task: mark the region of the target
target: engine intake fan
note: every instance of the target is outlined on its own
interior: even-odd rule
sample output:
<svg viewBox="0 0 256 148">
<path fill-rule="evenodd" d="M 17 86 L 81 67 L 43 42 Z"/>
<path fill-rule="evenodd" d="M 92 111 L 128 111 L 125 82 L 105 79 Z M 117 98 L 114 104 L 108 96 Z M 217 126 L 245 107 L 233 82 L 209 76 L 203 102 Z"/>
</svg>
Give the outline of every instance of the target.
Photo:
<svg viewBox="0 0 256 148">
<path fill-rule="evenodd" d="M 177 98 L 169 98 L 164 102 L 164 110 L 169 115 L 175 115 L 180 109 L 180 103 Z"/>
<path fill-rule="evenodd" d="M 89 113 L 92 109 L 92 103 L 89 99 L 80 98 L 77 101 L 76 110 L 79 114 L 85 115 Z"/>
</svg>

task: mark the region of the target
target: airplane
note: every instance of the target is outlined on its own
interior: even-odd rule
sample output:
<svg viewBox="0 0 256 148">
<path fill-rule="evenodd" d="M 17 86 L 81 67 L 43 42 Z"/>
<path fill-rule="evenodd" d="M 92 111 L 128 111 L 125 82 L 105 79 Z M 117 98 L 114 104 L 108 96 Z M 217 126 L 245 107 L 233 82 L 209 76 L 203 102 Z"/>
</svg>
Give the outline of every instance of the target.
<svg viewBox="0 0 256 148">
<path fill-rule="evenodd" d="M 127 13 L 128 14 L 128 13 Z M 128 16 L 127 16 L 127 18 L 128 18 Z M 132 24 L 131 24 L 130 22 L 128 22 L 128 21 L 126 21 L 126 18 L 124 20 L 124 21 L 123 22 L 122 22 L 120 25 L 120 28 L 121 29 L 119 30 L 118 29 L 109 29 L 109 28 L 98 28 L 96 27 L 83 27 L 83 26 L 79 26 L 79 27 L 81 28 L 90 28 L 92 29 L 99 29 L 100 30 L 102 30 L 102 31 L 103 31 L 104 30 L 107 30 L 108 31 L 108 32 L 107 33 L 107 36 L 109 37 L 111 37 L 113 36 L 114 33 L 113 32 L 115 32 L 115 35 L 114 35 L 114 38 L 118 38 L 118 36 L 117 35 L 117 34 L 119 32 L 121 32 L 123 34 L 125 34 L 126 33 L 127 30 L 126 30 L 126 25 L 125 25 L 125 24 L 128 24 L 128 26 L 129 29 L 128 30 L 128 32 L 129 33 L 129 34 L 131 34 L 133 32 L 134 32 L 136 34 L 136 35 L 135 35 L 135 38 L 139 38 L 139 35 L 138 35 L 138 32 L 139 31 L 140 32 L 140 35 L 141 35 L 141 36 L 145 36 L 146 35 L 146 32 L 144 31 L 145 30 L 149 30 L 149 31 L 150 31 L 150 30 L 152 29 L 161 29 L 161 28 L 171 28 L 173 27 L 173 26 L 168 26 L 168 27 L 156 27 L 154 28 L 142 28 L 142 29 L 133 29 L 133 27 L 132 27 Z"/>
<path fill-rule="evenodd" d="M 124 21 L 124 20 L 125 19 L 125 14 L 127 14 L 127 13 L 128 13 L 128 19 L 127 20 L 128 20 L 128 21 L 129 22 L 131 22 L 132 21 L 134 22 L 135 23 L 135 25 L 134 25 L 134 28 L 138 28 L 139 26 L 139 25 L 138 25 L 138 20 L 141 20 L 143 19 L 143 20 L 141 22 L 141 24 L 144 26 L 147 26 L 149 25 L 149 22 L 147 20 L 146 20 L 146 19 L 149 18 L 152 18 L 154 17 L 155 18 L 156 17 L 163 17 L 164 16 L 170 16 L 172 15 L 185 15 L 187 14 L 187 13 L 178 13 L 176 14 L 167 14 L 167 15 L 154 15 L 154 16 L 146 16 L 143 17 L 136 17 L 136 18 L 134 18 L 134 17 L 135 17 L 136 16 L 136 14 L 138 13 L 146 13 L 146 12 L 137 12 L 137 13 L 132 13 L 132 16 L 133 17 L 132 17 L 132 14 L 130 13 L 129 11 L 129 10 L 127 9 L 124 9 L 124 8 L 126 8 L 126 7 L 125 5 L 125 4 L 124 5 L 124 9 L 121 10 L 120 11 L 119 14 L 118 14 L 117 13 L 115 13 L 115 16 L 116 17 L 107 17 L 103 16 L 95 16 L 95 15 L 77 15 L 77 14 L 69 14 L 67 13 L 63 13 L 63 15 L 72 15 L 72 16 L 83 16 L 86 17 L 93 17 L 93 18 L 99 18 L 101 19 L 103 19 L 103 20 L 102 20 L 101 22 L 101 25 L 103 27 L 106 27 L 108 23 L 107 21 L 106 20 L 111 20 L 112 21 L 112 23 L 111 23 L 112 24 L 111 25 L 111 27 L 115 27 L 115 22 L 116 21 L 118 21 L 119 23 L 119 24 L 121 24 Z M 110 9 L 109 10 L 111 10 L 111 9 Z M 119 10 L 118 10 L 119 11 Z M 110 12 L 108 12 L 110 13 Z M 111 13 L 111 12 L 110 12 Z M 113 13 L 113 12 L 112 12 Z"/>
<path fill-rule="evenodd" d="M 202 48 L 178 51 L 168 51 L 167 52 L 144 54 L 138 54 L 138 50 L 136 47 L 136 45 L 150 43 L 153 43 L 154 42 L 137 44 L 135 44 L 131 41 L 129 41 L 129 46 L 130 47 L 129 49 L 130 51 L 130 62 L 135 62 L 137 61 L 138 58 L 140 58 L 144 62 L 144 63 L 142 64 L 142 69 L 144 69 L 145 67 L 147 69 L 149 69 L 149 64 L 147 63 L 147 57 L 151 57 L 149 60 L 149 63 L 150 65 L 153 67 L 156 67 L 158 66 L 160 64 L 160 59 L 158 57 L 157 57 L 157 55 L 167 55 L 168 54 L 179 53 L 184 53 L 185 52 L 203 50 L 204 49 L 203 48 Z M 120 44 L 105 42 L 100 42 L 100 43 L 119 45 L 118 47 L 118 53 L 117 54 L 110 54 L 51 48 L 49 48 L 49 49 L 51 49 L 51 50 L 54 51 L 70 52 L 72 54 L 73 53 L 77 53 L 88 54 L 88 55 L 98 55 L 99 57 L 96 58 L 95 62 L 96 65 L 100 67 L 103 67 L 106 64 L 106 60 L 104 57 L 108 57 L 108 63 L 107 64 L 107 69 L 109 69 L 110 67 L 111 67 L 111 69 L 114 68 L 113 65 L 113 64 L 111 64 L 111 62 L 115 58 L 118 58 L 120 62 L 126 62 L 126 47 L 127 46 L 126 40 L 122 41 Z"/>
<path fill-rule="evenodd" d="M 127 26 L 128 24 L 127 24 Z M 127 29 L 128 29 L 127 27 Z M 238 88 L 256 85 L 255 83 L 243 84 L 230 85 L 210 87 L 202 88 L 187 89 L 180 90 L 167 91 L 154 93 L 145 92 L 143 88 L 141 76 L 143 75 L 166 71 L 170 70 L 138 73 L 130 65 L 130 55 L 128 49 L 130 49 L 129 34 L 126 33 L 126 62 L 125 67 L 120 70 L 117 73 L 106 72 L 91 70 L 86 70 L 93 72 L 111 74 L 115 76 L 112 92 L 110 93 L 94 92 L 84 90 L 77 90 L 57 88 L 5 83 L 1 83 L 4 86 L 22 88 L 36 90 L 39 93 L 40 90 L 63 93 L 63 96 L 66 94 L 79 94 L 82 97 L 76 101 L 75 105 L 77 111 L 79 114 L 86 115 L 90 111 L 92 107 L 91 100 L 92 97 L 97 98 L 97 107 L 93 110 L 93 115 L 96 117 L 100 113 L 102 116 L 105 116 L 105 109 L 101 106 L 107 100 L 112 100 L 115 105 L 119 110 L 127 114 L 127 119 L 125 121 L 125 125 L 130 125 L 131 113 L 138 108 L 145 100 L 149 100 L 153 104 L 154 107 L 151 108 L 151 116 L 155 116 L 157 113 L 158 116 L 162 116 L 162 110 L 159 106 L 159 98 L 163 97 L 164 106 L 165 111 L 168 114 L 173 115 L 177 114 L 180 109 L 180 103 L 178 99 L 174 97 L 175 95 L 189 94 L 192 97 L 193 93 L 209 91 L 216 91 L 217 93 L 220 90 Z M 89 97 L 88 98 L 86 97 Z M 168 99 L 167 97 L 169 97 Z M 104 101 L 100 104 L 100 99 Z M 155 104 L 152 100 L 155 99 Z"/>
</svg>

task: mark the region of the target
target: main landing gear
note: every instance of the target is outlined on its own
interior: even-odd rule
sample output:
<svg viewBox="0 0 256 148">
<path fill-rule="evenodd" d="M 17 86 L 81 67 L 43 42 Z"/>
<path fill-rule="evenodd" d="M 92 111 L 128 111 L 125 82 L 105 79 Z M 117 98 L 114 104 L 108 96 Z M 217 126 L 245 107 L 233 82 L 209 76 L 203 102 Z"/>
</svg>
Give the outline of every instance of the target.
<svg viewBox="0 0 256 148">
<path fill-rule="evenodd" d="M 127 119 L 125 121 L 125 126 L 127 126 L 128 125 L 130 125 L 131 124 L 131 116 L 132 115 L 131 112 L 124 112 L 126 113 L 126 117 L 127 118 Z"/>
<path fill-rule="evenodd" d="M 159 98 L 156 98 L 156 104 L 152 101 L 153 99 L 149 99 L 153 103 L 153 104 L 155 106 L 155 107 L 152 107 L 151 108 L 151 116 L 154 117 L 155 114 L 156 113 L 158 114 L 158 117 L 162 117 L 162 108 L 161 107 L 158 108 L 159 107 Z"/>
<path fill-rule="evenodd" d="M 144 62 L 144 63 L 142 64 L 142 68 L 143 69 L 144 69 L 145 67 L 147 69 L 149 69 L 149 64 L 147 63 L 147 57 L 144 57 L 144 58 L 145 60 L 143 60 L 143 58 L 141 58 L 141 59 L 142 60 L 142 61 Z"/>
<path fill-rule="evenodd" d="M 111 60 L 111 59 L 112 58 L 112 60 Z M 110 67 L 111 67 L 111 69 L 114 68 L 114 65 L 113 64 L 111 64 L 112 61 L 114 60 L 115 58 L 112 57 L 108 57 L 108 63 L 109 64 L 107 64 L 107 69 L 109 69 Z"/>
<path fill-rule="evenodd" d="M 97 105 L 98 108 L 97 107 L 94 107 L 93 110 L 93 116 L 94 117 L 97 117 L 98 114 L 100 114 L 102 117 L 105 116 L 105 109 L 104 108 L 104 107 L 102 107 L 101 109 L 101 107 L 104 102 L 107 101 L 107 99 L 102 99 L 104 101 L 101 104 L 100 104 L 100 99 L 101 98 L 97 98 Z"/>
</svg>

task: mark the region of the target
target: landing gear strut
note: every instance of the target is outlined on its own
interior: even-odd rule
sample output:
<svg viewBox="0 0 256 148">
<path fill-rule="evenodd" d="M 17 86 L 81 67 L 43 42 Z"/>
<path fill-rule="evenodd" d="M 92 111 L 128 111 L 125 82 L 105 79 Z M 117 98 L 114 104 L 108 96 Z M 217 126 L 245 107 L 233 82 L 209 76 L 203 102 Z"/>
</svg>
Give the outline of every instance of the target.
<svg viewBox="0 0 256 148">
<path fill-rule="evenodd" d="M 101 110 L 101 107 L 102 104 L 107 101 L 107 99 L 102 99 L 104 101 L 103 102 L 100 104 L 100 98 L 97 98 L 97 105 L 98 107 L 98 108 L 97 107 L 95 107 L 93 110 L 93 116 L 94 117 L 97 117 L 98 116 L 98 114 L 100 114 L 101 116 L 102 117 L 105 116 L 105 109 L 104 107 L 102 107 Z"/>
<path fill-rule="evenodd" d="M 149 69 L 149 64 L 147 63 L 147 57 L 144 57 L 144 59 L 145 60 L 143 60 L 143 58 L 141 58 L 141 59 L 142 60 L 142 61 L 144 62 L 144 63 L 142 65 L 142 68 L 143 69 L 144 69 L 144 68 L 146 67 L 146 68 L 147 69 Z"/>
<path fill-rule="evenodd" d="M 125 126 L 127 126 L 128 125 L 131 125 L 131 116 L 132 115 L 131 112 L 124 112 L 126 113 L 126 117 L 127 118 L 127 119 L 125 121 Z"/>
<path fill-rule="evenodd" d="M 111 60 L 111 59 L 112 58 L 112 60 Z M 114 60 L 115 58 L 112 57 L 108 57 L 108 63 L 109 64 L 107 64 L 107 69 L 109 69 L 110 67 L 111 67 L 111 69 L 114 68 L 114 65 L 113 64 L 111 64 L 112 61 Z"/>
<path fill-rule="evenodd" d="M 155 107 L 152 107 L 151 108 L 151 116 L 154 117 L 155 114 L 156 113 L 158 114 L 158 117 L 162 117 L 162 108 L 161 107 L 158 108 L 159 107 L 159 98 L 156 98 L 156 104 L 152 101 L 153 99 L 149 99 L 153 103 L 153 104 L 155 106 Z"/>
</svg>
---*---
__Goal__. Which lines of the records contain the string "gear"? Find each one and copy it out in full.

__Answer below__.
target: main landing gear
target: landing gear strut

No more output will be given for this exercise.